▶ [Exercise task] Reproduce verbatim the part of the data below starting at the line that contains "[Batch spec] Target class: man's" and ending at the line that contains "341, 314, 360]]", with both of those lines included.

▶ [Records for this exercise]

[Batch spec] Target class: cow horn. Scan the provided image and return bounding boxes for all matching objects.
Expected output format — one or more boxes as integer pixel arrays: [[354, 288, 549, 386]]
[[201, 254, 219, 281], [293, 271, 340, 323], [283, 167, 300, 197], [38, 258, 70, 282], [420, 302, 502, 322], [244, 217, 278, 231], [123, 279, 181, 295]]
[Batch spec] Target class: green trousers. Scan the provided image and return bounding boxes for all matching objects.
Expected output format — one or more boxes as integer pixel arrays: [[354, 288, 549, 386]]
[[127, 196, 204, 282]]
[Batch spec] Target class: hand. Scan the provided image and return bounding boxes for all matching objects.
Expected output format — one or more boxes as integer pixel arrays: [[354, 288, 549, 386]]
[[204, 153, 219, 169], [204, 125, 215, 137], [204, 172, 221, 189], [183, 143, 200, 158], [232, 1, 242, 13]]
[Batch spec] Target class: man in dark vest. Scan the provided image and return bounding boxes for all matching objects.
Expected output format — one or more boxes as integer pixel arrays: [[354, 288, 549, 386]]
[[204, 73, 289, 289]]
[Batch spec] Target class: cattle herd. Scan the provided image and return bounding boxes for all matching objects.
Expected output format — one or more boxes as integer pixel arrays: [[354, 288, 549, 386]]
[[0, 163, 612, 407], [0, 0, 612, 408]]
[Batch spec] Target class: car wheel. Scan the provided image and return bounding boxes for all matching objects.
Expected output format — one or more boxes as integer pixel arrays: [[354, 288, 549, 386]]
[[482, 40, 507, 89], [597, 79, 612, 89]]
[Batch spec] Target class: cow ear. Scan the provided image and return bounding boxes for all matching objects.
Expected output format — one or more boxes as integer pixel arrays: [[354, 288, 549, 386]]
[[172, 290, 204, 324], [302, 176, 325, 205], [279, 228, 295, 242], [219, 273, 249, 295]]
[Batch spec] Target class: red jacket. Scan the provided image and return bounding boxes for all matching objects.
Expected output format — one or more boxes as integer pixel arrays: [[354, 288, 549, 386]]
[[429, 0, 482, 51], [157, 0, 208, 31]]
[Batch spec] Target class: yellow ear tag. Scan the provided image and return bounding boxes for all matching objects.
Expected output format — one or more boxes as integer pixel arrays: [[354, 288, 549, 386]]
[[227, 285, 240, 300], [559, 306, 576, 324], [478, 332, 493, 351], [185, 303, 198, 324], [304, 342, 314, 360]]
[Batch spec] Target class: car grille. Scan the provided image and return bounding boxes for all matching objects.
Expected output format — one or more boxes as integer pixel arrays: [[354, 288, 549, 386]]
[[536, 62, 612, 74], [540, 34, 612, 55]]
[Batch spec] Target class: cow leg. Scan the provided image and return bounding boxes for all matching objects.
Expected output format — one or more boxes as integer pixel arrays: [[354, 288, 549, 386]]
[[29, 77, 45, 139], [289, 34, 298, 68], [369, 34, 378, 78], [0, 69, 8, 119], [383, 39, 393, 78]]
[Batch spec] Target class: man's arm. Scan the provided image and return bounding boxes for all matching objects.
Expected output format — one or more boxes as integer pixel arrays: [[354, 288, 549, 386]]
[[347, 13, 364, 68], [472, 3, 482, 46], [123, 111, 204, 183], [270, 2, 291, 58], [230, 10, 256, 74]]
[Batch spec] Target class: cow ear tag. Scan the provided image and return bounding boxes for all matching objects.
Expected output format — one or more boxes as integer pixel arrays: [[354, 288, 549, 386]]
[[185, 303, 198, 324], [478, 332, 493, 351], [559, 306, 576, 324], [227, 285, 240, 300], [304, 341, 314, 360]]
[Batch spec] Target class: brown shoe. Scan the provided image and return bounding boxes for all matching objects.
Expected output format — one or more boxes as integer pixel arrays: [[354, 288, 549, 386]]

▶ [Complete response]
[Batch spec] Target class: man's arm. Scan the provided image and return bounding boxes for all matching objects.
Expected output format — one or more boxes as integer pixel arrays: [[354, 288, 549, 386]]
[[347, 13, 364, 68], [472, 3, 482, 46], [123, 111, 204, 183], [270, 2, 291, 58], [230, 10, 256, 74]]
[Batch spec] Target class: cow ear tag. Scan the provided image and return bounding boxes for all matching objects.
Expected output format — one or more boxes as integer pixel arrays: [[354, 288, 549, 386]]
[[185, 303, 198, 324], [478, 332, 493, 351], [559, 306, 576, 324], [227, 285, 240, 300], [304, 341, 314, 360]]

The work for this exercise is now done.